ACTIVITY:
Please repeat, exactly as written, the line containing "Please drop a marker on the aquatic" and every line after it through the end of the records below.

Items listed in a dataset:
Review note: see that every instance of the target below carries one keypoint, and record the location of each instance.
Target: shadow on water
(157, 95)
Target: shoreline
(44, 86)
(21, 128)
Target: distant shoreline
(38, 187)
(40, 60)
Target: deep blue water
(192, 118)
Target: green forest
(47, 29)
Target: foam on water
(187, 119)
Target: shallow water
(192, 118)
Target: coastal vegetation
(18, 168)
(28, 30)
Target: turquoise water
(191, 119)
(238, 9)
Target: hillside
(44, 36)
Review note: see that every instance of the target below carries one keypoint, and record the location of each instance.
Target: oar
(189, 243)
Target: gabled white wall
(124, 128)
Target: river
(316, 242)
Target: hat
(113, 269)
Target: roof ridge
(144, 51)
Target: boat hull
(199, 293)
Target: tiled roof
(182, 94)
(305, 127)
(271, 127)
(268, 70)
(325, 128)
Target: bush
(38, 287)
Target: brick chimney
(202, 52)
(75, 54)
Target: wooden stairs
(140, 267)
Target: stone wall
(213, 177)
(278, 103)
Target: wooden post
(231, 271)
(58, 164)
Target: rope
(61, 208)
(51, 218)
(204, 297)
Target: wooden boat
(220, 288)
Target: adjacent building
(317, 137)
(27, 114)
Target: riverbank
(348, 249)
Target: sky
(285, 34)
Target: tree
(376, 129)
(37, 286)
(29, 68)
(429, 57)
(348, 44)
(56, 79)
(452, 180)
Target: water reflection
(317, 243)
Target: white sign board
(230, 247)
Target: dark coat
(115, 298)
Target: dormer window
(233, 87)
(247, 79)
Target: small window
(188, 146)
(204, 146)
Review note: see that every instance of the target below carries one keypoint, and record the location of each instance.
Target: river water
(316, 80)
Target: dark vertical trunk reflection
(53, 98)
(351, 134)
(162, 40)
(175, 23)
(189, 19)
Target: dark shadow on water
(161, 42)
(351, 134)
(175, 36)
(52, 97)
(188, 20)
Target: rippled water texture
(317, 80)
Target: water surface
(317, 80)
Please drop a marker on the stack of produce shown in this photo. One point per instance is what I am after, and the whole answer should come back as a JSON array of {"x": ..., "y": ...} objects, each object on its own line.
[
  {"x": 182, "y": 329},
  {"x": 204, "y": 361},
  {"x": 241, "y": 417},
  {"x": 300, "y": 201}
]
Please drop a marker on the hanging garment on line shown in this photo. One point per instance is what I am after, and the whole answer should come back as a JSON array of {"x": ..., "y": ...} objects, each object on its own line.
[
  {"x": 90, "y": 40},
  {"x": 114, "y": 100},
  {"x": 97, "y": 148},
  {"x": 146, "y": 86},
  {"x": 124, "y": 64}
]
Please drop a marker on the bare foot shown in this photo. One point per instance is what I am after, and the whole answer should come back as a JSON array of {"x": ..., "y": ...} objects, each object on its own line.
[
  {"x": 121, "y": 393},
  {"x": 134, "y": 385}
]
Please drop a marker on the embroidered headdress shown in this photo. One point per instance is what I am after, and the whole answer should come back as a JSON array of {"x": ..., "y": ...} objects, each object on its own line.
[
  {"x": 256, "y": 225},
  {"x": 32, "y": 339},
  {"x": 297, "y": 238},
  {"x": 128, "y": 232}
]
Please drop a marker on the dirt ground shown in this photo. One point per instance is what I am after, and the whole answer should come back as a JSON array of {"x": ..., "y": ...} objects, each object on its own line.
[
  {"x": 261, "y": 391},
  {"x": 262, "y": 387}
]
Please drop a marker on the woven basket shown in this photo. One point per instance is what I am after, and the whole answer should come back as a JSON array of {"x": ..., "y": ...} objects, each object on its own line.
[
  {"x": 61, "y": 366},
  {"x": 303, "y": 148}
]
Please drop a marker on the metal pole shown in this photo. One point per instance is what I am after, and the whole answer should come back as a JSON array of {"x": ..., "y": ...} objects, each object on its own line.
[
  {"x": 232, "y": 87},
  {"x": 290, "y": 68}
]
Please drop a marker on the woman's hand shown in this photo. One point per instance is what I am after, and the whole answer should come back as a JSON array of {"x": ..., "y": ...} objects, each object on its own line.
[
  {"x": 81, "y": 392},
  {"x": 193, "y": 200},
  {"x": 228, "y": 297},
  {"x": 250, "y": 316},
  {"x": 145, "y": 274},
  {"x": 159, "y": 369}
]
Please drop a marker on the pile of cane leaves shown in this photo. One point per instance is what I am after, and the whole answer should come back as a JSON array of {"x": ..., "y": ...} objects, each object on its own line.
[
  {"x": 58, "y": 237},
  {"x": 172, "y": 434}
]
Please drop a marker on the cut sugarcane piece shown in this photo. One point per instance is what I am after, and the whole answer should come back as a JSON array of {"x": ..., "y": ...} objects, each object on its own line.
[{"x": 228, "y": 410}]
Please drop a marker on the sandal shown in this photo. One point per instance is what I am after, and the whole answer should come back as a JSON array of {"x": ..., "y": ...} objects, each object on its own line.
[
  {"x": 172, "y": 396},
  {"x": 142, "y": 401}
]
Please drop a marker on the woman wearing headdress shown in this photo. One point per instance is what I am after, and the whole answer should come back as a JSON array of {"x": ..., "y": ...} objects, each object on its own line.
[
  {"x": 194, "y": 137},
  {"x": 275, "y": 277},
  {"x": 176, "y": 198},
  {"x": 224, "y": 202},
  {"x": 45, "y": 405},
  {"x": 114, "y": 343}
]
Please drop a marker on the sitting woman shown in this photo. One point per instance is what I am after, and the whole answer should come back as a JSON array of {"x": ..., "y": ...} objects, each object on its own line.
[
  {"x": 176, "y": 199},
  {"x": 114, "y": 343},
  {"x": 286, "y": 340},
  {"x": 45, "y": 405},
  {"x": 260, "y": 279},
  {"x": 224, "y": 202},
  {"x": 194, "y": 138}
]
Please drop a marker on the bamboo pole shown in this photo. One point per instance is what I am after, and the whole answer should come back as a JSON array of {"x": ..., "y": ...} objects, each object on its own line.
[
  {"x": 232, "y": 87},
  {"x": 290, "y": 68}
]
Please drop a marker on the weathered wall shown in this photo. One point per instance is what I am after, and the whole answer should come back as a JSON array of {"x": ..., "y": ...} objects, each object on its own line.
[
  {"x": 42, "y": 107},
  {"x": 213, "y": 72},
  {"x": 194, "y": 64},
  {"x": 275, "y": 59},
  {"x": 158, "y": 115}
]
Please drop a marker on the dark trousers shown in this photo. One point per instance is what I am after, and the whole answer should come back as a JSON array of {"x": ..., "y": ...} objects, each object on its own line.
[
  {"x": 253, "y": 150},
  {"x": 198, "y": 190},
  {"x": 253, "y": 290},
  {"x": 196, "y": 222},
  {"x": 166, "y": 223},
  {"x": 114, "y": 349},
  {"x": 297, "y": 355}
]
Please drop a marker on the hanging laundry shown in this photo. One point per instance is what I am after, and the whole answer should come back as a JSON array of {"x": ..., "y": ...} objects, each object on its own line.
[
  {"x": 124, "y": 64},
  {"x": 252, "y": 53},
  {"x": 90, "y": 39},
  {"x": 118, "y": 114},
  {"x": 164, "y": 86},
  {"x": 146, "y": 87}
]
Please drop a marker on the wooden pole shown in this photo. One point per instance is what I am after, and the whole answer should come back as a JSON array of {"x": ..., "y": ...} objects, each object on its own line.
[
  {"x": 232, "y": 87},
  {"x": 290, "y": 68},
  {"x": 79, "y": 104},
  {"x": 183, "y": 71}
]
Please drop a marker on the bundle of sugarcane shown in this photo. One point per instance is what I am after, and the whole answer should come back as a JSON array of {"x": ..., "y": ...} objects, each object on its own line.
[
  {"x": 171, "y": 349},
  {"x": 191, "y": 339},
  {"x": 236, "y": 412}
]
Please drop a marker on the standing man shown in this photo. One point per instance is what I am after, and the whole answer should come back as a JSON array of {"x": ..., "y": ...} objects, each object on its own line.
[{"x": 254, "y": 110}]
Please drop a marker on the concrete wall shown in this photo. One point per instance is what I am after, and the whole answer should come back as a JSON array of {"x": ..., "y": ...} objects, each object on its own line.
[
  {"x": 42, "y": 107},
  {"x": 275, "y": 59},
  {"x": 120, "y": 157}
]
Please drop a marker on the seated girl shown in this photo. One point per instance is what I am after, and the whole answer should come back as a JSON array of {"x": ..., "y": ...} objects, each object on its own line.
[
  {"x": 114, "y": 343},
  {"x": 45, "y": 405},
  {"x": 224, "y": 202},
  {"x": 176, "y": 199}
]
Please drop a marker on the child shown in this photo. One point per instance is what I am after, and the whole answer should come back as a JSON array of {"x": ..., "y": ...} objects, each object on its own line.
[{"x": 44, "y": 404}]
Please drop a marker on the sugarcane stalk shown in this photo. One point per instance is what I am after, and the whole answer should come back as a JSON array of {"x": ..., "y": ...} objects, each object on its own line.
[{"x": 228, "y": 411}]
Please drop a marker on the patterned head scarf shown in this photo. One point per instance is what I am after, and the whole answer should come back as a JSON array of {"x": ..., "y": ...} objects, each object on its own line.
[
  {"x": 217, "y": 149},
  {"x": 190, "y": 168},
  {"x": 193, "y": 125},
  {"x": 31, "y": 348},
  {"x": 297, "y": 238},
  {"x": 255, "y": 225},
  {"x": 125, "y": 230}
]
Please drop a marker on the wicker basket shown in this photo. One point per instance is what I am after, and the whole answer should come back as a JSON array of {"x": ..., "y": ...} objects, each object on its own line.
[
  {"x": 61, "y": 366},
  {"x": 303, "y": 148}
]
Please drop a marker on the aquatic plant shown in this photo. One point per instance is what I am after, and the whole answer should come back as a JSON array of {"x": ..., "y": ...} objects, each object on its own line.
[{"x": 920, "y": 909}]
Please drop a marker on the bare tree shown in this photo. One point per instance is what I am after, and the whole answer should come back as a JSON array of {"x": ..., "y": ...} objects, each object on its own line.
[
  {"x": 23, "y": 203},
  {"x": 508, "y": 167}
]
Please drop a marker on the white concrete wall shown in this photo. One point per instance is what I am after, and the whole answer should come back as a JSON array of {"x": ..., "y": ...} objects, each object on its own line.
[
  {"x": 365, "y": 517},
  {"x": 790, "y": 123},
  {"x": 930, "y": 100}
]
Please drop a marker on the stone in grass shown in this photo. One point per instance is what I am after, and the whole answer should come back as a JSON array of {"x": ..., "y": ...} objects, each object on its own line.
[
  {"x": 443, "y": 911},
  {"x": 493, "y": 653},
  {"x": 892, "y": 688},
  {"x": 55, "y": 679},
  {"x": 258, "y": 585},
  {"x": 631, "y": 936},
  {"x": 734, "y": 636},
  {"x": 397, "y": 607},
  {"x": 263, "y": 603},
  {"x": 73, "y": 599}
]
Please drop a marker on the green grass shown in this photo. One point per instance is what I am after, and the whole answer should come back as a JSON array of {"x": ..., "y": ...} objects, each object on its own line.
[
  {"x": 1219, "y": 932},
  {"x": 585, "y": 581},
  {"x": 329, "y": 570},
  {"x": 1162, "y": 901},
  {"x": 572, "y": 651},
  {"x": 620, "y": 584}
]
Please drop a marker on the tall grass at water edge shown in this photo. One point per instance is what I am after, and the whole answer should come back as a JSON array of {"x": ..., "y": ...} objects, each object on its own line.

EXERCISE OUTPUT:
Please drop a marker on the aquatic plant shown in this photo. One point per instance is what I am after, and the whole answer should come back as a JSON array of {"x": ..., "y": ...} objects, each object on its own line.
[{"x": 920, "y": 909}]
Please drop a marker on the bare tree shown in this photo. One point per instance is what I am after, and the whole answer should come back as a JSON array of {"x": ..., "y": ...} objects, each object on its own line.
[
  {"x": 23, "y": 203},
  {"x": 508, "y": 167}
]
Please drop a marker on the white concrete wall shown in this photo. One point per instance is what I am after, and the whole answer should come back as a JSON array of {"x": ..., "y": ...} objects, each object on its own line.
[
  {"x": 365, "y": 517},
  {"x": 790, "y": 123},
  {"x": 930, "y": 100}
]
Please drop a marker on the stone in grass shown in this photo. One point per instance is what I am after, and the whole answer should come back as a JSON array of {"x": ..., "y": ...} objects, each object on its own line.
[
  {"x": 443, "y": 911},
  {"x": 493, "y": 653},
  {"x": 892, "y": 688},
  {"x": 55, "y": 679},
  {"x": 258, "y": 585},
  {"x": 631, "y": 936},
  {"x": 734, "y": 636},
  {"x": 397, "y": 607},
  {"x": 263, "y": 603},
  {"x": 73, "y": 599}
]
Please drop a marker on the green grass shown in this photo. One point per instance is what I am after, and the whole answer should come back as a JSON array of {"x": ..., "y": ...} objects, each object on its own line.
[
  {"x": 1219, "y": 932},
  {"x": 585, "y": 581},
  {"x": 329, "y": 570},
  {"x": 1162, "y": 901},
  {"x": 572, "y": 651},
  {"x": 620, "y": 584}
]
Please drop a marker on the tall grass at water edge shown in this photo. One point per instance is what I am after, and the whole answer should come back as a JSON array of {"x": ..., "y": ...} objects, each object on its own line.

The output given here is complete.